►
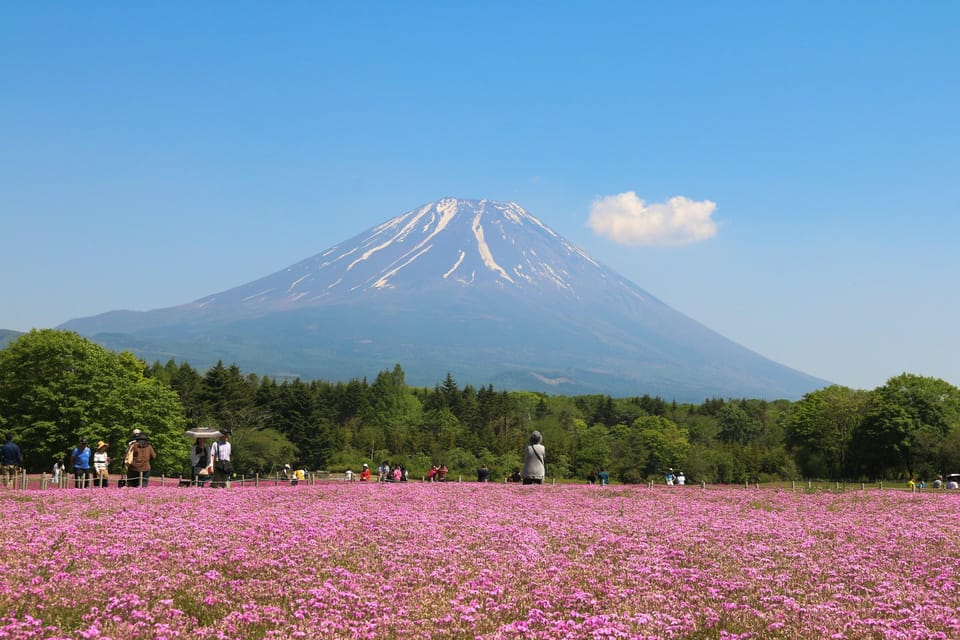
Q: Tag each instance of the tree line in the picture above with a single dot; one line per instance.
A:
(56, 386)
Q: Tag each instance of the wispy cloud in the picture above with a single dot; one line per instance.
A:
(626, 219)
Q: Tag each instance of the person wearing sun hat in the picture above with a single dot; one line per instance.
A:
(80, 461)
(138, 473)
(101, 463)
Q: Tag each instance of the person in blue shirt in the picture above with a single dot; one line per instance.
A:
(10, 461)
(80, 461)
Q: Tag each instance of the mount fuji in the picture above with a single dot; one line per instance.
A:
(480, 289)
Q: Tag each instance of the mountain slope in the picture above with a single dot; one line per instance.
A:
(481, 289)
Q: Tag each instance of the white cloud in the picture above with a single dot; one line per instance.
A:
(626, 219)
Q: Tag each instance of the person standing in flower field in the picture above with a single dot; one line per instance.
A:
(534, 467)
(11, 460)
(222, 453)
(200, 461)
(138, 474)
(101, 464)
(80, 461)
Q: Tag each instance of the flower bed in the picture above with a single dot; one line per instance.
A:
(359, 560)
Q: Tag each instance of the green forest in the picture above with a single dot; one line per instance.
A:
(56, 387)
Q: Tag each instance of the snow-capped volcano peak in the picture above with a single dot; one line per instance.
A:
(450, 242)
(478, 288)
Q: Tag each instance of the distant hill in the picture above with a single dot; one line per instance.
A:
(7, 336)
(477, 288)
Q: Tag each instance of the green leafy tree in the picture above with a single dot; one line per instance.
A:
(262, 451)
(666, 444)
(821, 427)
(906, 423)
(56, 387)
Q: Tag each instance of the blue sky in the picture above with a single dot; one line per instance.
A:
(801, 158)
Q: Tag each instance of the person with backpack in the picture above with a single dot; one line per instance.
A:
(534, 468)
(200, 462)
(11, 461)
(142, 453)
(101, 465)
(80, 461)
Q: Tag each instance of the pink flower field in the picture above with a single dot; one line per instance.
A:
(358, 560)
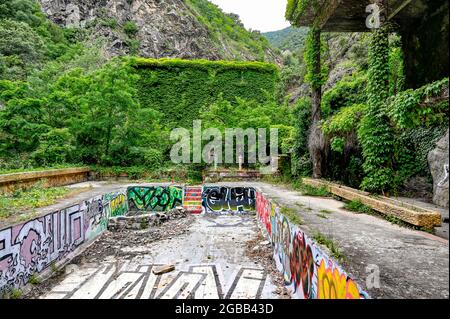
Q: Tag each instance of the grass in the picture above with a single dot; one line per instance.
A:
(357, 207)
(36, 169)
(292, 215)
(334, 249)
(21, 200)
(298, 185)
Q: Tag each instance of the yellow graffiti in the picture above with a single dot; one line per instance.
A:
(333, 285)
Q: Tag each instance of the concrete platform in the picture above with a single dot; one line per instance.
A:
(411, 264)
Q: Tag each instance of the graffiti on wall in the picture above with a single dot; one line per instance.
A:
(29, 248)
(154, 198)
(222, 200)
(307, 270)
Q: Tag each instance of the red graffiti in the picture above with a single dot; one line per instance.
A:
(263, 207)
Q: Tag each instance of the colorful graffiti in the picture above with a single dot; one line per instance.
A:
(307, 270)
(223, 200)
(154, 198)
(332, 284)
(29, 248)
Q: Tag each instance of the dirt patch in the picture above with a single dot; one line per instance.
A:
(112, 244)
(260, 251)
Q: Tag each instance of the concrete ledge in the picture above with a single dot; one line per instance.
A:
(411, 214)
(55, 177)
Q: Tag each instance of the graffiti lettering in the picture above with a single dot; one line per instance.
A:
(222, 200)
(157, 198)
(29, 248)
(307, 270)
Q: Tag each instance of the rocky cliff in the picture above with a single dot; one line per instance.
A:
(154, 28)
◄
**What the exercise asks:** Copy all lines from the data above that contain the word "concrete".

**Expected answer:**
Q: Tag each instance of the concrete platform in the picture above with a single dot; one line per instance.
Q: Tag each instance of the concrete ledge in the picture above with a single dot; one line per instance.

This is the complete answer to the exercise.